When you fly to Israel, you most likely will land in Tel Aviv, a modern, bustling city along the Mediterranean next to one of the most ancient ports, Jaffa. Museums, markets, beaches, parks, bars with a vivid party scene, amazing restaurants, and cafes are all part of this hip city.
The Northern Region
No matter which direction you start out in, you will find amazing sights in the country. When traveling to the north, you can visit some of the earliest kibbutzim in the country. If you are interested in history and want to see a well-preserved Roman city with colonnades, a theatre, a gymnasium, and much more, Beit Shean is a must. Nearby Nazareth is a favorite pilgrimage site for Christians, now the largest city in the north.
Continuing to the north, Galilee is famous for its delicious dates, its thriving agriculture, and Lake Galilee, also known as Tiberias, named after the Roman emperor, just like the lakeshore city with the same name. The ancient hot springs of Tiberias were said to have healing powers. There are several first-century towns and archaeological finds found in this area, such as Korazin, Tabgha, and Capernaum.

* PROVIDED MATERIAL
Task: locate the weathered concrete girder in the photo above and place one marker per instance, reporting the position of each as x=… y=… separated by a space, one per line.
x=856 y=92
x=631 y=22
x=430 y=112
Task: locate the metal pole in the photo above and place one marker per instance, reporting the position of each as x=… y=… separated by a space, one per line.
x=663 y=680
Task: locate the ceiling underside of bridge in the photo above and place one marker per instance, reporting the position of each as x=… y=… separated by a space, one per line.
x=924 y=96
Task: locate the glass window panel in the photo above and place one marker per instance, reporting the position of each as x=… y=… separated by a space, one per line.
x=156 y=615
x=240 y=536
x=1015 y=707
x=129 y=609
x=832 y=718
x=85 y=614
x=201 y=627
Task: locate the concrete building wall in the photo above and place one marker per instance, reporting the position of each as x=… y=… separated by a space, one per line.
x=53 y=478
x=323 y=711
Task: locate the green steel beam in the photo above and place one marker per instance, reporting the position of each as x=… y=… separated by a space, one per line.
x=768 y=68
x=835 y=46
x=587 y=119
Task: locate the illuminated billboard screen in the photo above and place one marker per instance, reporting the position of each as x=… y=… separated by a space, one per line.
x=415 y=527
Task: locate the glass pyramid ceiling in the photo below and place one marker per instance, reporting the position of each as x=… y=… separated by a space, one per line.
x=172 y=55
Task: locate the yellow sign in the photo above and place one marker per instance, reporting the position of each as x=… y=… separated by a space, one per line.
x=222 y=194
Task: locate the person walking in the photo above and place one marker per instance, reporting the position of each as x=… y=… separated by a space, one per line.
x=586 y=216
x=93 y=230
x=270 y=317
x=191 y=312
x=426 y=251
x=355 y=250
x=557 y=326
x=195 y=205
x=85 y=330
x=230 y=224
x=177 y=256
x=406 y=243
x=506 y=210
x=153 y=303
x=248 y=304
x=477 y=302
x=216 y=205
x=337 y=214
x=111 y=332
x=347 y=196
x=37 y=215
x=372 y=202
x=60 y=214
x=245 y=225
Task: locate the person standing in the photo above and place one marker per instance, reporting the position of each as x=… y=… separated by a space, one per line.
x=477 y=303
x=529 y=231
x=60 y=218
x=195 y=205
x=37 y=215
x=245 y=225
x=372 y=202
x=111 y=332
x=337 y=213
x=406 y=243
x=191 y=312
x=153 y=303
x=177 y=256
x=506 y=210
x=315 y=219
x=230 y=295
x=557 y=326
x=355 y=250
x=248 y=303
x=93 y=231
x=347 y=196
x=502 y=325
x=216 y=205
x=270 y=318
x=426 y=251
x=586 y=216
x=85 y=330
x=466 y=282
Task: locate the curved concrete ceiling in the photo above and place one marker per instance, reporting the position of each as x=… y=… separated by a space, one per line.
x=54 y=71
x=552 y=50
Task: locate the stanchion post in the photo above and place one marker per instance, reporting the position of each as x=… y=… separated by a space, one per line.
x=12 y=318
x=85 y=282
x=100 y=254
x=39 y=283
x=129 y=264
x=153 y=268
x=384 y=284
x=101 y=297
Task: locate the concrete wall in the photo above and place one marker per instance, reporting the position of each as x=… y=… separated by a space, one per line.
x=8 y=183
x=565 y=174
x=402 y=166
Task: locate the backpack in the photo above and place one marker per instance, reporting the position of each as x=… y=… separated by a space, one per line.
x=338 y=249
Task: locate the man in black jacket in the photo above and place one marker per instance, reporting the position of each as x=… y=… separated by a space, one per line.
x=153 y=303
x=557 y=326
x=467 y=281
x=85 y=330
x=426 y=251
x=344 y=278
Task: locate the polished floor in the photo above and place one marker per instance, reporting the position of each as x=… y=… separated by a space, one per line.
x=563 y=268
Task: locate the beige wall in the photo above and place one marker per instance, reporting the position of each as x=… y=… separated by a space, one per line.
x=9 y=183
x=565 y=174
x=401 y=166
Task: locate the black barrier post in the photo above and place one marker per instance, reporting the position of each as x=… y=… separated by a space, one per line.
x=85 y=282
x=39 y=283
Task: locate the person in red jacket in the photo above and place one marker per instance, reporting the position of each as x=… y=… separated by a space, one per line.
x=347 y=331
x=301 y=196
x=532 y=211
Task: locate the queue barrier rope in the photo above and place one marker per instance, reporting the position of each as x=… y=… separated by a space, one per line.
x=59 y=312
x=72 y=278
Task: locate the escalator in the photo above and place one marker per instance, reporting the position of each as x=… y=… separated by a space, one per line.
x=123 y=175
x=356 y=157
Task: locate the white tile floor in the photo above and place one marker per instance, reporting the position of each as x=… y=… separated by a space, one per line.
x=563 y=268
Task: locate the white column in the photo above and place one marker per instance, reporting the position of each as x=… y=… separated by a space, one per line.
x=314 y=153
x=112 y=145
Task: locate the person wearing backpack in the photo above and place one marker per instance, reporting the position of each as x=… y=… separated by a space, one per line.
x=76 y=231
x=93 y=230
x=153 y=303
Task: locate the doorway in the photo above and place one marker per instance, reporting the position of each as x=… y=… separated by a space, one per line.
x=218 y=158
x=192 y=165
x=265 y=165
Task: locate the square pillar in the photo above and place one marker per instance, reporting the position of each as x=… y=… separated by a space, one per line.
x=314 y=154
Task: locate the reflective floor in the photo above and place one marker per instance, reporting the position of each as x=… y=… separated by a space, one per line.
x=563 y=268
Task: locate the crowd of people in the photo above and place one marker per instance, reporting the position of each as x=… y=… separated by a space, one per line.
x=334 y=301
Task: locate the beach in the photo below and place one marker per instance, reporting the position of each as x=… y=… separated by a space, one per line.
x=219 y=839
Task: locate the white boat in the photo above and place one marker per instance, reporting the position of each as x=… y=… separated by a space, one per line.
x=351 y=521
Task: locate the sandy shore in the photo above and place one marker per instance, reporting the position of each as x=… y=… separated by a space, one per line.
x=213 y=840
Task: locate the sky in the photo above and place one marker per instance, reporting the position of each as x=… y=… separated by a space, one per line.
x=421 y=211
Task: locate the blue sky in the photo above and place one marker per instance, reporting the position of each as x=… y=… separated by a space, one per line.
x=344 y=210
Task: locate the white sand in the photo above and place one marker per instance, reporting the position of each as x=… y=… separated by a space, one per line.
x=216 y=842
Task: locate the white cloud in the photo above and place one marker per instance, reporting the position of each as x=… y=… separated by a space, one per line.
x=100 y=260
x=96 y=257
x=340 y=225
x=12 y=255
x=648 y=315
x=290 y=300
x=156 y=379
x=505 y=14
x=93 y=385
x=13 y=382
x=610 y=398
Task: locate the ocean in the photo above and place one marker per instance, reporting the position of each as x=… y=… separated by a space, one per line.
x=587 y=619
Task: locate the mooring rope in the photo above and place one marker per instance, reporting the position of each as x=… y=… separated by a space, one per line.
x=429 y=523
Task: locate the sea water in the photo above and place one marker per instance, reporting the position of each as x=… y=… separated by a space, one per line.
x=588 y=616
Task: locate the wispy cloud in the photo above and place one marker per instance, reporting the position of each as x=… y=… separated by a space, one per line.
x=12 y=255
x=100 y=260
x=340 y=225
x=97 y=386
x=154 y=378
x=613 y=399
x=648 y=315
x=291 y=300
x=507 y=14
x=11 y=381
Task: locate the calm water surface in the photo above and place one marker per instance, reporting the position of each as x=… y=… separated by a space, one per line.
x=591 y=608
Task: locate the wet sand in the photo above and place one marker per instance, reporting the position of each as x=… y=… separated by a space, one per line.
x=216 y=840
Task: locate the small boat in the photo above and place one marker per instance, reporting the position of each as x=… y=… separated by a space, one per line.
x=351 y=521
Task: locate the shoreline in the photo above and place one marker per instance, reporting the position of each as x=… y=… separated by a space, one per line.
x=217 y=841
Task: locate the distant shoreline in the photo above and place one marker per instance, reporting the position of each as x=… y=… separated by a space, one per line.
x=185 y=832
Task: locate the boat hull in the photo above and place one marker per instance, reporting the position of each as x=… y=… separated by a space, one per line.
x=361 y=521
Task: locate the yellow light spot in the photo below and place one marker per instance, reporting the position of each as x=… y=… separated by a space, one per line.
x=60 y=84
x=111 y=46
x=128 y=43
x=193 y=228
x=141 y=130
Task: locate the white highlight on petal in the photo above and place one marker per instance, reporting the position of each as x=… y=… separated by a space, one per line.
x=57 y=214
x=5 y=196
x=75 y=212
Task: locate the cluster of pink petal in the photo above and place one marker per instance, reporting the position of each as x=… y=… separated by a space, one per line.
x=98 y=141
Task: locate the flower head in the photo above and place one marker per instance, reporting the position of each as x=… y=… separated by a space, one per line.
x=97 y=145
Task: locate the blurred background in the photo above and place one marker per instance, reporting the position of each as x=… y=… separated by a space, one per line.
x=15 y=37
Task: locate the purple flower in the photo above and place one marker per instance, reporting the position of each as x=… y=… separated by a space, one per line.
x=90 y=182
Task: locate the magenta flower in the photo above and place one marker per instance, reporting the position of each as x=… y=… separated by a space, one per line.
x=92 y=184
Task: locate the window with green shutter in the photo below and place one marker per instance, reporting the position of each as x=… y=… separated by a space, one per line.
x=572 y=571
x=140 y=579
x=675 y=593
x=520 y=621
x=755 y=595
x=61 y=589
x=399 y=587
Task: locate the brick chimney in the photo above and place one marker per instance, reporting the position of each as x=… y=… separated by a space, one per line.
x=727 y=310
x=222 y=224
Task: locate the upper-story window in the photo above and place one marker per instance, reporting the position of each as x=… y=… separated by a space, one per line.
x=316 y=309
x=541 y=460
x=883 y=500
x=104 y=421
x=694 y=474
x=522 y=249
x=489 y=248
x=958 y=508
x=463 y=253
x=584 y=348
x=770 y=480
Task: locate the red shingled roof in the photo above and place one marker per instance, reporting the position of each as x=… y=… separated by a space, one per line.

* HOW TO COMPLETE THIS TASK
Copy the passage on traveling in Israel word for word, from "Continuing to the" up to and including "Tabgha, and Capernaum.".

* RESPONSE TO THE EXERCISE
Continuing to the north, Galilee is famous for its delicious dates, its thriving agriculture, and Lake Galilee, also known as Tiberias, named after the Roman emperor, just like the lakeshore city with the same name. The ancient hot springs of Tiberias were said to have healing powers. There are several first-century towns and archaeological finds found in this area, such as Korazin, Tabgha, and Capernaum.